> Text
Chatbots in PFM and Banking: From Apps to Personal Bot Assistants
With the rising bar of customer expectations, the need for faster, safer, and highly personalized solutions in personal finance management grows beyond measure.



With the rising bar of customer expectations, the need for faster, safer, and highly personalized solutions in personal finance management grows beyond measure. PFM platforms were born to satisfy the need for sophisticated budget planning and tracking tools. PFM apps made it easy for users to keep up with their expenses and track data across multiple sources like banks accounts, payment cards, etc.
However, as with everything in the tech and finance world, PFM solutions are evolving, and recently spotlighted chatbots may play an essential role. Given that live chat has the highest satisfaction levels for any customer service channel with 73%, compared to 61% for email and 44% for phone, a personal assistant that is one message away has the potential to be the most favored way of accessing data on personal finances and additional information on financial products.
In addition, Gartner predicts that by 2020, customers will manage 85% of their relationship with the enterprise without interacting with a human – truly a great prerequisite to start thinking about bot implementation now.
Some companies are already taking advantage of bots in finances, offering the next generation of personal finance management through messaging. Personal finance bot Trim, for example, which just recently raised $2 million, helps users manage subscriptions, set up spending alerts, and check bank balances, as TC reports. But there is no app, only a bot that can be linked to SMS or Facebook.
Another interesting example is MyKAI by Kasisto, a banking bot that is meant to provide a simpler way of managing money, tracking expenses, and even making payments – all from within a messaging app of users’ choice (Facebook Messenger, SMS, or Slack).
There are also forward-thinking financial institutions eager to try out AI-powered bots in assisting customers. DBS, for example, is reported to be working on embedding its chat-happy banking app in outside messaging services like WhatsApp and WeChat.

> Provided material
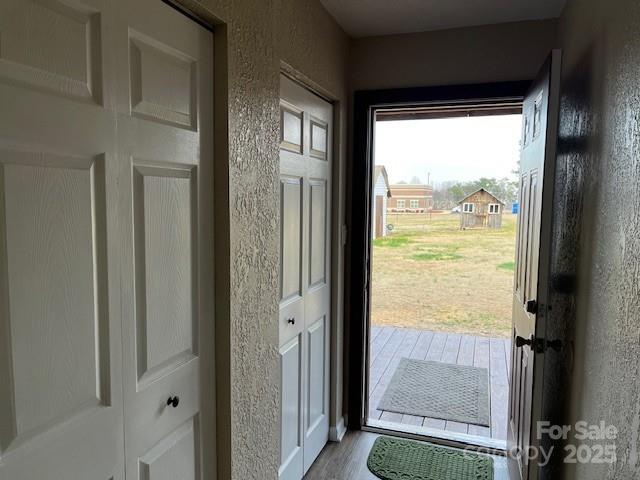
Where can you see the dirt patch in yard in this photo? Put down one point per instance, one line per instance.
(430, 274)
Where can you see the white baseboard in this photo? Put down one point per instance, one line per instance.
(337, 432)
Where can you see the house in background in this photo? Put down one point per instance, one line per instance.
(381, 193)
(481, 209)
(411, 198)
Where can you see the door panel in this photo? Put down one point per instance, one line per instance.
(291, 417)
(165, 73)
(291, 235)
(531, 276)
(64, 60)
(305, 179)
(105, 208)
(175, 457)
(317, 232)
(60, 354)
(165, 219)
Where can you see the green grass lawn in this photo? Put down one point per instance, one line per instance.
(430, 274)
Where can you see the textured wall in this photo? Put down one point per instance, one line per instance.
(596, 258)
(511, 51)
(260, 34)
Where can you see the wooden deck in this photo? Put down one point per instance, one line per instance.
(389, 344)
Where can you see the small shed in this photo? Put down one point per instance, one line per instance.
(381, 192)
(481, 209)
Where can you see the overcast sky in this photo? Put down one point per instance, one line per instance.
(460, 149)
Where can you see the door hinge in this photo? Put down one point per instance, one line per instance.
(538, 345)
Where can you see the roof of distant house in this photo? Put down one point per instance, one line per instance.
(482, 190)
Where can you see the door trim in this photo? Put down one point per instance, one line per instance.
(366, 103)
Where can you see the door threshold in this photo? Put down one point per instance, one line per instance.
(438, 437)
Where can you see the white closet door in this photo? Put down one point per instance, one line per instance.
(305, 200)
(60, 370)
(165, 80)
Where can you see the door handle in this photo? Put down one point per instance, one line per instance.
(531, 306)
(521, 341)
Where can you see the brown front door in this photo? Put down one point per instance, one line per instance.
(379, 216)
(533, 242)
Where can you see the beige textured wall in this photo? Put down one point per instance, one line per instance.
(510, 51)
(261, 35)
(597, 225)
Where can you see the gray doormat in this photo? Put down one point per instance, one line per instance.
(399, 459)
(439, 390)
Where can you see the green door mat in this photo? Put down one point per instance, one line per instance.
(399, 459)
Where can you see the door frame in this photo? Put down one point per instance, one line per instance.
(366, 104)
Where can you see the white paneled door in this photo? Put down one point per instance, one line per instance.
(105, 241)
(305, 200)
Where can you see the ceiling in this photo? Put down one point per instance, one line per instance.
(363, 18)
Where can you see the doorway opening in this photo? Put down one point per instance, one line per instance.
(444, 205)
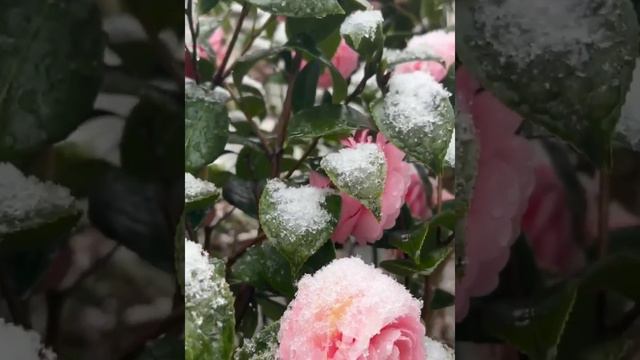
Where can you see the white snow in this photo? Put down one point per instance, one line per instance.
(25, 200)
(362, 24)
(414, 101)
(197, 188)
(20, 344)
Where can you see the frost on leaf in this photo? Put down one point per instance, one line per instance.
(263, 345)
(362, 29)
(572, 74)
(437, 351)
(199, 193)
(416, 116)
(360, 172)
(297, 220)
(450, 156)
(26, 203)
(20, 344)
(209, 323)
(629, 123)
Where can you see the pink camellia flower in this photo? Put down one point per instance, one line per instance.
(365, 315)
(355, 218)
(345, 60)
(548, 222)
(504, 181)
(439, 42)
(417, 201)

> Required work
#1 Print the passage of the article on chatbots in PFM and banking that begins at the words "Some companies are" and stops after the words "SMS or Facebook.".
#2 In the article on chatbots in PFM and banking, how much money had the personal finance bot Trim recently raised?

> Answer set
#1
Some companies are already taking advantage of bots in finances, offering the next generation of personal finance management through messaging. Personal finance bot Trim, for example, which just recently raised $2 million, helps users manage subscriptions, set up spending alerts, and check bank balances, as TC reports. But there is no app, only a bot that can be linked to SMS or Facebook.

#2 $2 million